- _Aim of the exercise_:
Please answer these questions about the ksqlDB partitioning thread below:
(a) How many partitions do the source topic and the target stream each have?
(b) What VALUE_FORMAT is set in the CREATE STREAM statement for SCHEMA_BASE?
(c) According to the answer, what strategy does the default partitioner use when the message key is null?

- _Text excerpt_:
↓↓↓

0
votes

I am creating a ksql stream from kafka topic. Source topic has 50 partitions, and target stream also has 50 partitions, But the issue is source partition 1 is going to random partition in the target stream ( example partition 10).

Schema: CREATE STREAM SCHEMA_BASE ( ID VARCHAR, Timestamp VARCHAR, CITY VARCHAR, Partition INTEGER) WITH ( KAFKA_TOPIC = 'SPARK_EVENTS', VALUE_FORMAT = 'JSON', TIMESTAMP_FORMAT = 'yyyy-MM-dd''T''HH:mm:ss.SSSSSSS''Z''', TIMESTAMP = 'Timestamp' );

Stream : CREATE STREAM spark_event_streams as SELECT ID, Timestamp, CITY, Partition FROM SCHEMA_BASE PARTITION BY Partition;

Is there a way I can force the target stream to use exact partitioning??

1
Did you use custom partioner while producing your data into the main stream? What is the keys in SPARK_EVENTS topic? Seems your main stream is not partioned by PARTITIONRan Lupovich

1 Answers

0
votes

Custom partitioning is not supported in ksqlDB, and ksqlDB always uses the default partitioner, that implement a round-robin strategy if the message key is null.

I filed https://github.com/confluentinc/ksql/issues/7984 to maybe extend ksqlDB with a new feature.

↑↑↑

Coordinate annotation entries
↓↓↓

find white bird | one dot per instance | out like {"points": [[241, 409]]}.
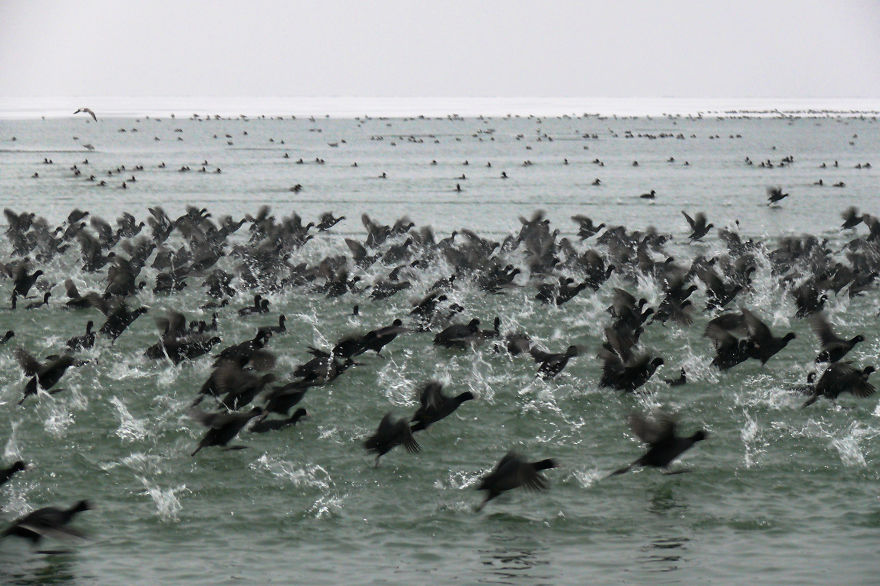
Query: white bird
{"points": [[87, 111]]}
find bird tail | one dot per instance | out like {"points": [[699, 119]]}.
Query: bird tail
{"points": [[623, 470]]}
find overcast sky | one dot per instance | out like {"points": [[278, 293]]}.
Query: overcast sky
{"points": [[676, 48]]}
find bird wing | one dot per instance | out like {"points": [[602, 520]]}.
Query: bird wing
{"points": [[431, 396], [652, 431], [758, 330], [822, 329], [689, 219], [70, 287], [28, 363]]}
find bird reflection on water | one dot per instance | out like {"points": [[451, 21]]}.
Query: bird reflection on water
{"points": [[515, 558]]}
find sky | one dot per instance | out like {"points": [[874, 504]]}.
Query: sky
{"points": [[382, 48]]}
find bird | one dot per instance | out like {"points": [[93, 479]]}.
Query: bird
{"points": [[699, 227], [664, 445], [87, 111], [222, 427], [834, 347], [265, 425], [391, 432], [6, 473], [766, 344], [842, 377], [677, 382], [459, 335], [513, 471], [774, 194], [552, 363], [45, 375], [83, 342], [434, 405], [38, 304], [47, 522]]}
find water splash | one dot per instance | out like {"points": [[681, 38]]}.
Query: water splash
{"points": [[130, 429], [310, 475], [168, 505]]}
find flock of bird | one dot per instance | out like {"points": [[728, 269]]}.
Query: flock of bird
{"points": [[263, 256]]}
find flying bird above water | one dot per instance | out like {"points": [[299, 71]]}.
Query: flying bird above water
{"points": [[87, 111]]}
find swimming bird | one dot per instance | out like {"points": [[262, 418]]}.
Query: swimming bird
{"points": [[833, 346], [434, 405], [851, 218], [774, 194], [40, 304], [377, 339], [514, 471], [677, 382], [842, 377], [45, 375], [87, 111], [391, 432], [85, 341], [6, 473], [664, 445], [699, 227], [47, 522], [552, 363], [265, 425], [222, 427], [459, 335], [729, 349], [766, 344]]}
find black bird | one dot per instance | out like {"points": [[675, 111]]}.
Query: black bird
{"points": [[766, 344], [663, 445], [586, 228], [842, 377], [677, 382], [774, 194], [513, 471], [552, 363], [282, 398], [47, 522], [851, 218], [391, 432], [626, 375], [377, 339], [46, 375], [434, 405], [119, 320], [40, 304], [459, 335], [85, 341], [265, 425], [6, 473], [279, 329], [729, 350], [222, 426], [833, 346], [23, 281], [699, 227]]}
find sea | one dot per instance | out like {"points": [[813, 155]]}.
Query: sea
{"points": [[777, 494]]}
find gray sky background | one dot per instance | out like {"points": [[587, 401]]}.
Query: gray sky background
{"points": [[677, 48]]}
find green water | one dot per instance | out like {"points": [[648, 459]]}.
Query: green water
{"points": [[775, 495]]}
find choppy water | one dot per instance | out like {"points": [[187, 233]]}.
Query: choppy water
{"points": [[776, 495]]}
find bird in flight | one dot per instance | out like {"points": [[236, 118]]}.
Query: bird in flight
{"points": [[87, 111]]}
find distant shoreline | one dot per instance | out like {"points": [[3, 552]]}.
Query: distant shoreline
{"points": [[354, 107]]}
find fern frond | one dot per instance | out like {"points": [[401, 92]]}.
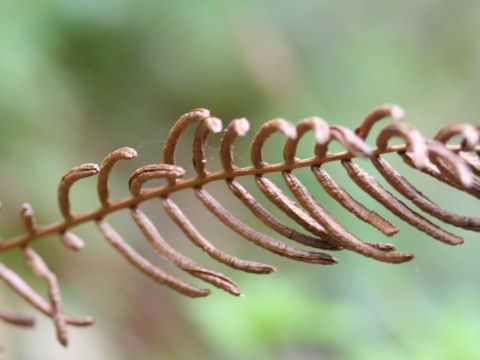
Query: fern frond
{"points": [[455, 165]]}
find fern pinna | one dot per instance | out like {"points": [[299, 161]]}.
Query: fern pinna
{"points": [[455, 165]]}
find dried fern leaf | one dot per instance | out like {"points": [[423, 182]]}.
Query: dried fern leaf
{"points": [[455, 165]]}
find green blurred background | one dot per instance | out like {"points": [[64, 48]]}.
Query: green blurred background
{"points": [[79, 79]]}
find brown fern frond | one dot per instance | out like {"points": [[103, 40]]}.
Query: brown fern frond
{"points": [[455, 165]]}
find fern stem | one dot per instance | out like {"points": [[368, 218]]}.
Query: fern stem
{"points": [[162, 191]]}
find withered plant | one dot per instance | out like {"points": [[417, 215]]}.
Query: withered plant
{"points": [[455, 165]]}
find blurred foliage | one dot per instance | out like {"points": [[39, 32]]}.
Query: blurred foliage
{"points": [[81, 78]]}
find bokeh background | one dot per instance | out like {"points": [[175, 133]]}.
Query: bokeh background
{"points": [[79, 79]]}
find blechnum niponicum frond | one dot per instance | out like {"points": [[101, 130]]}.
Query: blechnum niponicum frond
{"points": [[455, 165]]}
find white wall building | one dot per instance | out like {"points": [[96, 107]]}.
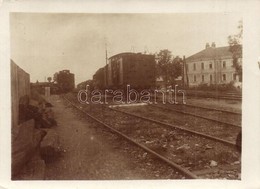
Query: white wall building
{"points": [[211, 66]]}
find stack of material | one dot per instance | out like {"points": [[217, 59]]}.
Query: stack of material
{"points": [[25, 146]]}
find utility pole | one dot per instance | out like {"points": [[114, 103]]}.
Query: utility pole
{"points": [[106, 78]]}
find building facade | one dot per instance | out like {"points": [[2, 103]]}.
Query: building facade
{"points": [[65, 80], [135, 69], [211, 66]]}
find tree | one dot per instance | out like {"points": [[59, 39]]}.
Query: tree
{"points": [[235, 47], [168, 67]]}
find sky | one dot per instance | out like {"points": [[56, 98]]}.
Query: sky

↑↑↑

- _Answer to this problem_:
(a) 50 each.
(b) JSON.
(c) A round-robin strategy.